> [DESCRIPTION OF THE TASK]:
Skip the images and restate every line of the records exactly.

> [SOURCE MATERIAL]:
......

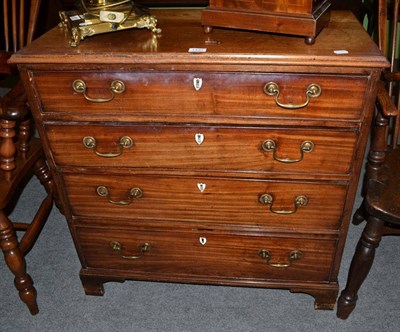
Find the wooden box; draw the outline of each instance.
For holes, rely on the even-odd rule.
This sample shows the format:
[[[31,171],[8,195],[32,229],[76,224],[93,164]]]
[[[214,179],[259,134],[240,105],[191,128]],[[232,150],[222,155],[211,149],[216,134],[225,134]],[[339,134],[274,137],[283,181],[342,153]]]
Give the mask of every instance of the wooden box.
[[[330,19],[327,0],[210,0],[202,13],[206,32],[213,27],[304,36],[307,44]]]

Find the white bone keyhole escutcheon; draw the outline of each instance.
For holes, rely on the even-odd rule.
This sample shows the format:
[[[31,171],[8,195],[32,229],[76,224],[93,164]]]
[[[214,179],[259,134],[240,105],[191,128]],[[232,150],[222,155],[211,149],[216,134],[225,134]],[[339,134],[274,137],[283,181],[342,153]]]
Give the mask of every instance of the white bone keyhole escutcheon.
[[[198,145],[200,145],[204,142],[204,135],[202,133],[197,133],[194,135],[194,140]]]
[[[204,246],[207,243],[207,239],[205,237],[202,237],[202,236],[199,238],[199,241],[200,241],[200,244],[202,246]]]
[[[200,192],[203,192],[206,190],[206,184],[205,183],[198,183],[197,188],[199,188]]]
[[[196,91],[199,91],[201,89],[201,87],[203,86],[203,79],[201,79],[199,77],[195,77],[193,79],[193,86],[196,89]]]

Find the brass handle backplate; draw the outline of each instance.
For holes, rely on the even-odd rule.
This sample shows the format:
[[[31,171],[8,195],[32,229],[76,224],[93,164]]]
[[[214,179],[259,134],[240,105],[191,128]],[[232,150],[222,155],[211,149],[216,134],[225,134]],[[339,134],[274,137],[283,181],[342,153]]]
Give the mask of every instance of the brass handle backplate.
[[[266,152],[273,151],[274,160],[279,161],[280,163],[293,164],[302,161],[304,159],[304,153],[312,152],[314,150],[314,143],[312,141],[302,142],[300,144],[300,157],[296,159],[278,157],[276,155],[277,144],[272,139],[267,139],[264,142],[262,142],[261,148]]]
[[[101,197],[107,197],[110,204],[114,205],[129,205],[132,204],[134,198],[141,198],[143,196],[143,191],[140,188],[132,188],[129,190],[128,200],[126,201],[114,201],[110,198],[110,191],[106,186],[98,186],[96,188],[97,195]]]
[[[129,149],[133,146],[133,140],[129,136],[124,136],[119,139],[118,142],[118,151],[117,152],[107,152],[101,153],[97,151],[97,142],[96,139],[92,136],[85,136],[82,139],[82,144],[85,148],[93,150],[93,152],[103,158],[115,158],[122,154],[123,149]]]
[[[282,108],[286,109],[299,109],[306,107],[310,103],[310,98],[317,98],[321,95],[322,93],[322,88],[318,84],[310,84],[307,87],[306,90],[306,101],[303,104],[292,104],[292,103],[287,103],[283,104],[279,101],[279,95],[280,95],[280,90],[279,90],[279,85],[276,84],[275,82],[268,82],[264,85],[264,93],[268,96],[275,96],[275,103]]]
[[[87,91],[86,83],[83,80],[73,81],[72,89],[77,93],[83,94],[83,97],[85,97],[85,99],[87,101],[90,101],[92,103],[107,103],[114,99],[116,93],[123,93],[125,91],[125,84],[124,84],[124,82],[119,81],[119,80],[112,81],[110,84],[110,87],[109,87],[109,90],[111,92],[111,97],[108,97],[108,98],[89,97],[86,93],[86,91]]]
[[[288,262],[287,263],[271,263],[271,254],[267,249],[260,249],[258,251],[258,256],[265,260],[265,262],[274,268],[287,268],[290,267],[293,261],[296,261],[304,256],[304,254],[299,250],[293,250],[289,253]]]
[[[268,194],[268,193],[262,194],[259,198],[259,202],[262,204],[265,204],[265,205],[269,205],[269,210],[272,213],[293,214],[293,213],[296,213],[297,208],[299,206],[306,206],[308,204],[308,198],[307,198],[307,196],[304,196],[304,195],[297,196],[294,199],[294,209],[293,210],[274,210],[273,204],[272,204],[274,202],[274,198],[271,194]]]
[[[115,250],[115,251],[118,251],[118,252],[122,253],[122,244],[120,242],[111,241],[110,242],[110,247],[111,247],[112,250]],[[150,251],[150,249],[151,249],[151,245],[146,242],[146,243],[143,243],[143,244],[141,244],[139,246],[139,250],[140,250],[139,255],[126,256],[126,255],[122,255],[121,254],[121,257],[124,258],[124,259],[139,259],[139,258],[142,258],[144,256],[145,252]]]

......

> [EXERCISE RESULT]:
Find the wooden box; draw the outline of each instance.
For holes, rely on the even-odd rule.
This sample shows the format:
[[[31,171],[8,195],[32,229],[76,224],[93,164]]]
[[[214,179],[259,134],[240,105],[191,128]],[[232,150],[222,155],[211,149],[216,134],[225,134]],[[339,134],[274,137],[283,181],[342,153]]]
Give the mask of every instance of the wooden box.
[[[330,19],[327,0],[210,0],[202,13],[206,32],[213,27],[304,36],[307,44]]]

Find the white bone keyhole escutcheon; draw the outline of each instance.
For holes, rely on the even-odd rule.
This sample shows the format:
[[[31,171],[8,195],[32,229],[76,224],[93,164]]]
[[[214,179],[259,134],[240,105],[191,128]],[[232,150],[222,155],[211,149],[216,134],[225,134]],[[339,134],[274,137],[283,181],[342,153]]]
Give the mask of every instance of the white bone keyhole escutcheon.
[[[198,145],[200,145],[204,142],[204,135],[202,133],[197,133],[194,135],[194,140]]]
[[[204,246],[207,243],[207,239],[205,237],[202,237],[202,236],[199,238],[199,241],[200,241],[200,244],[202,246]]]
[[[200,192],[203,192],[206,190],[206,184],[205,183],[198,183],[197,188],[199,188]]]
[[[196,91],[199,91],[201,89],[201,87],[203,86],[203,79],[201,79],[199,77],[195,77],[193,79],[193,86],[196,89]]]

Find the brass handle backplate; draw the outline of each instance.
For holes, rely on the even-odd rule.
This sample shows the format:
[[[31,171],[8,195],[32,229],[76,224],[93,164]]]
[[[214,179],[259,134],[240,105],[191,128]],[[232,150],[222,155],[211,149],[216,134],[225,134]],[[339,134],[274,137],[283,181],[342,153]]]
Give the mask of every instance of the brass handle backplate.
[[[266,152],[273,151],[274,160],[279,161],[280,163],[293,164],[302,161],[304,159],[304,153],[312,152],[314,150],[314,143],[312,141],[302,142],[300,144],[300,157],[296,159],[278,157],[276,155],[277,144],[272,139],[267,139],[264,142],[262,142],[261,148]]]
[[[101,197],[107,197],[110,204],[114,205],[129,205],[132,204],[134,198],[141,198],[143,196],[143,191],[140,188],[132,188],[129,190],[128,200],[126,201],[114,201],[110,198],[110,191],[106,186],[98,186],[96,188],[97,195]]]
[[[129,149],[133,146],[133,140],[129,136],[124,136],[119,139],[118,142],[118,151],[117,152],[107,152],[101,153],[97,151],[97,142],[96,139],[92,136],[85,136],[82,139],[82,144],[85,148],[93,150],[93,152],[103,158],[115,158],[122,154],[123,149]]]
[[[282,108],[286,109],[299,109],[306,107],[310,103],[310,98],[317,98],[321,95],[322,93],[322,88],[318,84],[310,84],[307,87],[306,90],[306,101],[303,104],[292,104],[292,103],[287,103],[283,104],[279,101],[279,95],[280,95],[280,90],[279,90],[279,85],[276,84],[275,82],[268,82],[264,85],[264,93],[268,96],[275,96],[275,103]]]
[[[87,91],[86,83],[83,80],[73,81],[72,89],[77,93],[83,94],[83,97],[85,97],[85,99],[87,101],[90,101],[92,103],[107,103],[114,99],[116,93],[123,93],[125,91],[125,84],[124,84],[124,82],[119,81],[119,80],[112,81],[110,84],[110,87],[109,87],[109,90],[111,92],[111,97],[108,97],[108,98],[89,97],[86,93],[86,91]]]
[[[288,262],[287,263],[271,263],[271,254],[267,249],[260,249],[258,251],[258,256],[265,260],[265,262],[274,268],[287,268],[290,267],[293,261],[296,261],[304,256],[304,254],[299,250],[293,250],[289,253]]]
[[[268,194],[268,193],[262,194],[259,198],[259,202],[262,204],[265,204],[265,205],[269,205],[269,210],[272,213],[293,214],[293,213],[296,213],[297,208],[299,206],[306,206],[308,204],[308,198],[307,198],[307,196],[304,196],[304,195],[297,196],[294,199],[294,209],[293,210],[274,210],[273,204],[272,204],[274,202],[274,198],[271,194]]]
[[[115,250],[115,251],[118,251],[118,252],[122,253],[122,244],[120,242],[111,241],[110,242],[110,247],[111,247],[112,250]],[[150,251],[150,249],[151,249],[151,245],[146,242],[146,243],[143,243],[143,244],[141,244],[139,246],[139,250],[140,250],[139,255],[126,256],[126,255],[122,255],[121,254],[121,257],[124,258],[124,259],[139,259],[139,258],[142,258],[144,256],[145,252]]]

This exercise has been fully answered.